* START Reading text *
X_train -= mean_image
X_val -= mean_image
X_test -= mean_image

Append the bias dimension of ones

# append the bias dimension of ones (i.e. bias trick)
X_train = np.hstack([X_train, np.ones((X_train.shape[0], 1))])
X_val = np.hstack([X_val, np.ones((X_val.shape[0], 1))])
X_test = np.hstack([X_test, np.ones((X_test.shape[0], 1))])
print('Train data shape: ', X_train.shape)
print('Validation data shape: ', X_val.shape)
print('Test data shape: ', X_test.shape)

Train data shape:  (49000, 3073)
Validation data shape:  (1000, 3073)
Test data shape:  (1000, 3073)

3. Define a linear SVM classifier

class LinearSVM(object):
    """ A subclass that uses the Multiclass SVM loss function """
    def __init__(self):
        self.W = None

    def loss_naive(self, X, y, reg):
        """
        Structured SVM loss function, naive implementation (with loops).
* END Reading text *
Keep writing the linear SVM walkthrough from the point where it stops.
* START Data provided *
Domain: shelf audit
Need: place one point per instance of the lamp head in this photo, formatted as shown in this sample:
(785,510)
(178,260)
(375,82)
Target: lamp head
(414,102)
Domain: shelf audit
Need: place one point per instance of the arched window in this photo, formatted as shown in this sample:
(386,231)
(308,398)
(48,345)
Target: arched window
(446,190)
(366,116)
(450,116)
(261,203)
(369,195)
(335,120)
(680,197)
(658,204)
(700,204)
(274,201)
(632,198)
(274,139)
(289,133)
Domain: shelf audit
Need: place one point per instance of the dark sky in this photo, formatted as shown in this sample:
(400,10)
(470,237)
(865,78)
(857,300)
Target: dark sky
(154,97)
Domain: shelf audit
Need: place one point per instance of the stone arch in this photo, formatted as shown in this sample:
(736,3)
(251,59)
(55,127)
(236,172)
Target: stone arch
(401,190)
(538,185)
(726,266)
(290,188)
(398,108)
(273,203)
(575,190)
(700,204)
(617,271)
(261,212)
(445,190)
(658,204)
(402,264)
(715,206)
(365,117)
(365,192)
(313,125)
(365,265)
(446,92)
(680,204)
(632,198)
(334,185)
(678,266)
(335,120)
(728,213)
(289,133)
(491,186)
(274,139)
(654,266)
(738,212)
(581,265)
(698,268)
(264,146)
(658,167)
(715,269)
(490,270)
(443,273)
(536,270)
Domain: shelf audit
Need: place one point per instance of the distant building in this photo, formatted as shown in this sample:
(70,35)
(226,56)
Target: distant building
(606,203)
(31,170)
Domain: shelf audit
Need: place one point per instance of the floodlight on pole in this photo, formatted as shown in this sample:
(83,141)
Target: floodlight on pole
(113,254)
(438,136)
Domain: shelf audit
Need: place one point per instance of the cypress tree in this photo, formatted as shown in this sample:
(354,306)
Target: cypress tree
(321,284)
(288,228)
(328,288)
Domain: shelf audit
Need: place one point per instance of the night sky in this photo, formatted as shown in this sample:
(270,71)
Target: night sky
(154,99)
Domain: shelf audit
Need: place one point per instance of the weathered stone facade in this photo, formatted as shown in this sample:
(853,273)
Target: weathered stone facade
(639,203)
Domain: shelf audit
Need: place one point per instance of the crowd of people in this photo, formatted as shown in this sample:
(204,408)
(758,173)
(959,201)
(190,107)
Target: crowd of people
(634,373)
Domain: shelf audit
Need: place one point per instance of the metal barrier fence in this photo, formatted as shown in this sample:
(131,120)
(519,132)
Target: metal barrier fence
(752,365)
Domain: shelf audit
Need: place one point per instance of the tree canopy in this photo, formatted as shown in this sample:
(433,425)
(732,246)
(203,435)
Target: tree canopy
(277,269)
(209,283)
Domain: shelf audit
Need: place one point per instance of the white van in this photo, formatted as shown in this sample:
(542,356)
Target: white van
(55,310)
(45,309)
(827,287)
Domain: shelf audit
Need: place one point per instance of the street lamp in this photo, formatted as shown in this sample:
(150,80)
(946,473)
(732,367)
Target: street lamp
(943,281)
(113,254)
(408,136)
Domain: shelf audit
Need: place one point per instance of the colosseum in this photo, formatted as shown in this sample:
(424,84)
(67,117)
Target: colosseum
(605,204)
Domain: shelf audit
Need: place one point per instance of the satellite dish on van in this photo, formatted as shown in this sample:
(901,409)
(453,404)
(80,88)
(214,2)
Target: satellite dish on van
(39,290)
* END Data provided *
* Answer below:
        Inputs:
        - X: A numpy array of shape (num_train, D) contain the training data
          consisting of num_train samples each of dimension D
        - y: A numpy array of shape (num_train,) contain the training labels,
          where y[i] is the label of X[i]
        - reg: float, regularization strength
        Return:
        - loss: the loss value between predict value and ground truth
        - dW: gradient of W
        """

        # Initialize loss and dW
        loss = 0.0
        dW = np.zeros(self.W.shape)

        # Compute the loss and dW
        num_train = X.shape[0]
        num_classes = self.W.shape[1] 
        for i in range(num_train):
            scores = np.dot(X[i], self.W)
            for j in range(num_classes):
                if j == y[i]:
                    margin = 0
                else:
                    margin = scores[j] - scores[y[i]] + 1    # delta = 1
                    if margin > 0:
                        loss += margin
                        dW[:,j] += X[i].T
                        dW[:,y[i]] += -X[i].T
        # Divided by num_train
        loss /= num_train
        dW /= num_train

        # Add regularization
        loss += 0.5 * reg * np.sum(self.W * self.W)
        dW += reg * self.W

        return loss, dW
    def loss_vectorized(self, X, y, reg):
        """
        Structured SVM loss function, naive implementation (with loops).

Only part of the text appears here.